Problem requirements – Copy the lines from the one containing "Expected: one point per instance of the blurred" through the final line, including both, without changing anything.
>> begin Data for this exercise
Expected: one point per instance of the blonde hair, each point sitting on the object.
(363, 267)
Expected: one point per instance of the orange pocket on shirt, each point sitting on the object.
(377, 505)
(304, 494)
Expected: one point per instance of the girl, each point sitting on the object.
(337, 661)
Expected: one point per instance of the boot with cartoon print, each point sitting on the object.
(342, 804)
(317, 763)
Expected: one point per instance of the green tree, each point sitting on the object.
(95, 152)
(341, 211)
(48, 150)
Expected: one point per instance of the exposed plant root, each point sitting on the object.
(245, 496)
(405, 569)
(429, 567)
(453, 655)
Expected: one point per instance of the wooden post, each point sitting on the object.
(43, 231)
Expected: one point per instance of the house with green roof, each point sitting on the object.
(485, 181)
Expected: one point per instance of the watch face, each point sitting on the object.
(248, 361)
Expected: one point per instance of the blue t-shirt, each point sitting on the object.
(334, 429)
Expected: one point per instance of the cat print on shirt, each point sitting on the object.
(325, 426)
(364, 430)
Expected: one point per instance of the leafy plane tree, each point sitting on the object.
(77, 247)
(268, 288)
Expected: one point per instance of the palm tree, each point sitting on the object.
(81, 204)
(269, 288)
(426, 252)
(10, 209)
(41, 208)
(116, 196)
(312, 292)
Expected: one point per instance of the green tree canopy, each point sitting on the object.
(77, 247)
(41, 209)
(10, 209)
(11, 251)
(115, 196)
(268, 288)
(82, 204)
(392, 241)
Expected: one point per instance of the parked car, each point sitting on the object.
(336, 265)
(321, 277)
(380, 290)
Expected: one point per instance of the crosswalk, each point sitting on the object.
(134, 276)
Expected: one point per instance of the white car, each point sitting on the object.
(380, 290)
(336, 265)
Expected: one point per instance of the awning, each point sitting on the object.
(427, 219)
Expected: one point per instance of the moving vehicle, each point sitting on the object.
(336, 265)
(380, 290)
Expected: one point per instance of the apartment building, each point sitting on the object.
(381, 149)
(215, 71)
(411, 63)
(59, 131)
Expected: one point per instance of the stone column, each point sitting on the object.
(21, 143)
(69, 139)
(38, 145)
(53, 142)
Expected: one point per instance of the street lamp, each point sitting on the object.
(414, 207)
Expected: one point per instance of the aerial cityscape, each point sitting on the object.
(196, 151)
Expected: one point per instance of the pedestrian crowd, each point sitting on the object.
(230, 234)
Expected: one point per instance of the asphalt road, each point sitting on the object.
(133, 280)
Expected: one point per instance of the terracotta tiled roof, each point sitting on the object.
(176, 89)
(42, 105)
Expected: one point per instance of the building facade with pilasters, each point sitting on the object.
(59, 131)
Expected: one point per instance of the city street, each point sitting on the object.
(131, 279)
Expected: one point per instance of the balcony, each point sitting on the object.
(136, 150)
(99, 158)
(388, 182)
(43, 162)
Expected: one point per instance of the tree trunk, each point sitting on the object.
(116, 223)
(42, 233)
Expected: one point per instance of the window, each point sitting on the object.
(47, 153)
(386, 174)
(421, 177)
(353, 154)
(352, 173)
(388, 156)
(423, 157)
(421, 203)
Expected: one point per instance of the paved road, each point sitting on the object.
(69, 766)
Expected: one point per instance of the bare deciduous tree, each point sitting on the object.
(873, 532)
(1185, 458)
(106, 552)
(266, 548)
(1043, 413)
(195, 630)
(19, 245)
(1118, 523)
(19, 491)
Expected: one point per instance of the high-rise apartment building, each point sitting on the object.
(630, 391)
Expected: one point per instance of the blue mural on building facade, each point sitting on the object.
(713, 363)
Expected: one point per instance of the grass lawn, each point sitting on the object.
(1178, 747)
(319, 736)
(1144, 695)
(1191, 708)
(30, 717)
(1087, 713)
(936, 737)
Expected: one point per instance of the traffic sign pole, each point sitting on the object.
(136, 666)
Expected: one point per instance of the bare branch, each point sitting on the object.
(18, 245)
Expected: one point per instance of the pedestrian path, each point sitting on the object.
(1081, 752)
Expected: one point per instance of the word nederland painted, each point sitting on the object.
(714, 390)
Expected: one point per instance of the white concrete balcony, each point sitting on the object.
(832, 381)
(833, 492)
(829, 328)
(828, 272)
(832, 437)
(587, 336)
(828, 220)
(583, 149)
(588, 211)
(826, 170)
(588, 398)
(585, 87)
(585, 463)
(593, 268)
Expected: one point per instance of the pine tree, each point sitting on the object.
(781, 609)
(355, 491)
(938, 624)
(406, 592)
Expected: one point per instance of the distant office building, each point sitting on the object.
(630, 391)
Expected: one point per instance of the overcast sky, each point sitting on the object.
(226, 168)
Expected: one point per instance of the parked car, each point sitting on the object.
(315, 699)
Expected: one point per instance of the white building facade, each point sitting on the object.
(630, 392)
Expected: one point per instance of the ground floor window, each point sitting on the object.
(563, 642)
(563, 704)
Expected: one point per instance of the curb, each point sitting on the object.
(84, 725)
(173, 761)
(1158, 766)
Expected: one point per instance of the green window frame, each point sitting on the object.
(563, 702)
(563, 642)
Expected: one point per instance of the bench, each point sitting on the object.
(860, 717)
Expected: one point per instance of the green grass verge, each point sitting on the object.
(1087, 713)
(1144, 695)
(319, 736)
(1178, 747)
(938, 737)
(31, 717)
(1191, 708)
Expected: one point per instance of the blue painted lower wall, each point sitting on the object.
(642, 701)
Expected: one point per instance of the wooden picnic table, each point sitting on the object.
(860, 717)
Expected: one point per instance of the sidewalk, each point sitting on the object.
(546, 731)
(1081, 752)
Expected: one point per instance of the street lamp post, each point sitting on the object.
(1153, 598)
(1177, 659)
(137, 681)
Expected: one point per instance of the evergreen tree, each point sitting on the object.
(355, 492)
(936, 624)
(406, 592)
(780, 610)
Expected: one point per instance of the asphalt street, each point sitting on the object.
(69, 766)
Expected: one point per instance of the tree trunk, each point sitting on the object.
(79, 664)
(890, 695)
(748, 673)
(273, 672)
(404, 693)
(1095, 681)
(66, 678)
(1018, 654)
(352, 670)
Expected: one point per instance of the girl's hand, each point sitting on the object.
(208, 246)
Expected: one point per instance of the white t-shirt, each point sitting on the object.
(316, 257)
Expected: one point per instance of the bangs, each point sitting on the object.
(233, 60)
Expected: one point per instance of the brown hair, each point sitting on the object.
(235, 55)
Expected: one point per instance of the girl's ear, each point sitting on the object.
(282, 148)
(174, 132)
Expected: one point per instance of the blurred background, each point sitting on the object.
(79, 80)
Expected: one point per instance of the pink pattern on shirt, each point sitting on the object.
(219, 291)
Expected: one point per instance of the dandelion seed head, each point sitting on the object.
>> end Data for this exercise
Output below –
Expected: one point per instance of the blurred background, each point sitting on the object.
(79, 80)
Expected: one point per instance of the pink pattern on shirt, each point sitting on the object.
(219, 291)
Expected: one point per instance of the dandelion seed head, each point sitting on the object.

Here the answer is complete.